* **SUPPLIED DATA**
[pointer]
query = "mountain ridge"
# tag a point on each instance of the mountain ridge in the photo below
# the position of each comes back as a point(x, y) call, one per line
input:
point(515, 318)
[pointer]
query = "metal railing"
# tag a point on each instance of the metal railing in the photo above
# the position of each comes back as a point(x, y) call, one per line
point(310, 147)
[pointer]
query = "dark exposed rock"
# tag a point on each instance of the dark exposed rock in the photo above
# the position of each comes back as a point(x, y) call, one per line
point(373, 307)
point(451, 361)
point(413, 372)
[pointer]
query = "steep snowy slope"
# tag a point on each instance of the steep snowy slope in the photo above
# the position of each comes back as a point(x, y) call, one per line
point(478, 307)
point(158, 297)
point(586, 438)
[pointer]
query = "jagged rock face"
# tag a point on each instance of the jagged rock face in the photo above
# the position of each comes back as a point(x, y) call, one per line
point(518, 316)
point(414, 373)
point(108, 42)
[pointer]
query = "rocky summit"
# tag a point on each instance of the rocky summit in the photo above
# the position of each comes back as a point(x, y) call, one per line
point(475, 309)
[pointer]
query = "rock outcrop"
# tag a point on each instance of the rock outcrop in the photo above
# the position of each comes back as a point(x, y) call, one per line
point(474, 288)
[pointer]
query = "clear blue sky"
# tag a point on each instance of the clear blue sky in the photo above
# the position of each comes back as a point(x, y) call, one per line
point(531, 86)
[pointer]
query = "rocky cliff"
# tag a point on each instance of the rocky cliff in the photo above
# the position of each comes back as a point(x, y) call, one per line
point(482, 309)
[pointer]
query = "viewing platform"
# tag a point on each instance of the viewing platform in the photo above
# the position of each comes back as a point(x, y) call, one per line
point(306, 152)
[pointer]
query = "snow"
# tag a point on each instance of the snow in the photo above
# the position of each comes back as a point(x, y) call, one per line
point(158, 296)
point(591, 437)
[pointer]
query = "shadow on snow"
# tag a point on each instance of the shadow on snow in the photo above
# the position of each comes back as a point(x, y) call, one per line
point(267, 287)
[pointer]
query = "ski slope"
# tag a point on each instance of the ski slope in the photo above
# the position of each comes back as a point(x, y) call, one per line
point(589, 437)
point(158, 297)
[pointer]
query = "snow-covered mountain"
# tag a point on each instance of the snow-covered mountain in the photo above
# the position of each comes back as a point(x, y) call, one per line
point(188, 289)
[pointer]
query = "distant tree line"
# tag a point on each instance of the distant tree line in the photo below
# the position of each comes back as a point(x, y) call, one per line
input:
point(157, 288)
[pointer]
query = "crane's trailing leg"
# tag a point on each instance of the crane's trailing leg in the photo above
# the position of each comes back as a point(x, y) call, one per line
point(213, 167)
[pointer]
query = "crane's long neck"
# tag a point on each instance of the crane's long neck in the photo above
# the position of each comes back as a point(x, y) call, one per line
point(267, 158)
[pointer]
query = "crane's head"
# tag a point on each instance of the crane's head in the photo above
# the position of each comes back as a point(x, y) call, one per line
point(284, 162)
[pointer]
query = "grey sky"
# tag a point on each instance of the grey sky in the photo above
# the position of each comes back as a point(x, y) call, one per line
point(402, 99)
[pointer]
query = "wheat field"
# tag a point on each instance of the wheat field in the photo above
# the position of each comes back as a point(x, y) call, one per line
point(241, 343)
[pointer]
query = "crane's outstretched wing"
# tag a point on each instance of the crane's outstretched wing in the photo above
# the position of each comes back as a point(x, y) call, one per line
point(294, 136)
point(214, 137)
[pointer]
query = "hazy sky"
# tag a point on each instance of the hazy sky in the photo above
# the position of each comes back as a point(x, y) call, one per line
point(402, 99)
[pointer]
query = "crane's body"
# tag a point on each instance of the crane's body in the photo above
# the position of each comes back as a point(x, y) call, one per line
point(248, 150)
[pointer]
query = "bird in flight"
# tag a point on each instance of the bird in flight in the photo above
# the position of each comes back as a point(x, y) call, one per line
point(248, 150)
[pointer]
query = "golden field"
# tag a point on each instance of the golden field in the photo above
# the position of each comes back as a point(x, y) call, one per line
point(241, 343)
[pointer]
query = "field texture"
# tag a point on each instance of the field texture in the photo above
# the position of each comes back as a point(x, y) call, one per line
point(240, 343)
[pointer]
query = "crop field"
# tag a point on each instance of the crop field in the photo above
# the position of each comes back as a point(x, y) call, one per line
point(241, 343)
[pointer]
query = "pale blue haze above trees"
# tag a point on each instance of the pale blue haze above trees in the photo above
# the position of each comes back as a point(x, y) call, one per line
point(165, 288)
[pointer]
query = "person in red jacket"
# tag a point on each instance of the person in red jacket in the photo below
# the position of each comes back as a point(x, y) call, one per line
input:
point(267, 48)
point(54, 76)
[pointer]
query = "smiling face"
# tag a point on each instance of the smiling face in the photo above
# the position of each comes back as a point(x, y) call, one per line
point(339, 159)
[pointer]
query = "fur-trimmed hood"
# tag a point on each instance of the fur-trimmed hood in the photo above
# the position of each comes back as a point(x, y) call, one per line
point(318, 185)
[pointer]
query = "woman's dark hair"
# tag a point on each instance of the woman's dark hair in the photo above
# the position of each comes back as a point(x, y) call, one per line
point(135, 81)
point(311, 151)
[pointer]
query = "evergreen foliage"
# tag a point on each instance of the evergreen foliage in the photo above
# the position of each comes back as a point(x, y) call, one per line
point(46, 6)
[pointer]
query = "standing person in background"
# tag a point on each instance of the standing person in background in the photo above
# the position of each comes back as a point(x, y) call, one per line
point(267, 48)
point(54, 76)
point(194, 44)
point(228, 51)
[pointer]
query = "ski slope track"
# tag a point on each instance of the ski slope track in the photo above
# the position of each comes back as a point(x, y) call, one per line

* **AIM OF THE EXERCISE**
Pull out each line in the entries above that contains the word "smiling".

* **WRITTEN REPLY**
query = "smiling face"
# tag a point on each instance of the smiling face in the photo above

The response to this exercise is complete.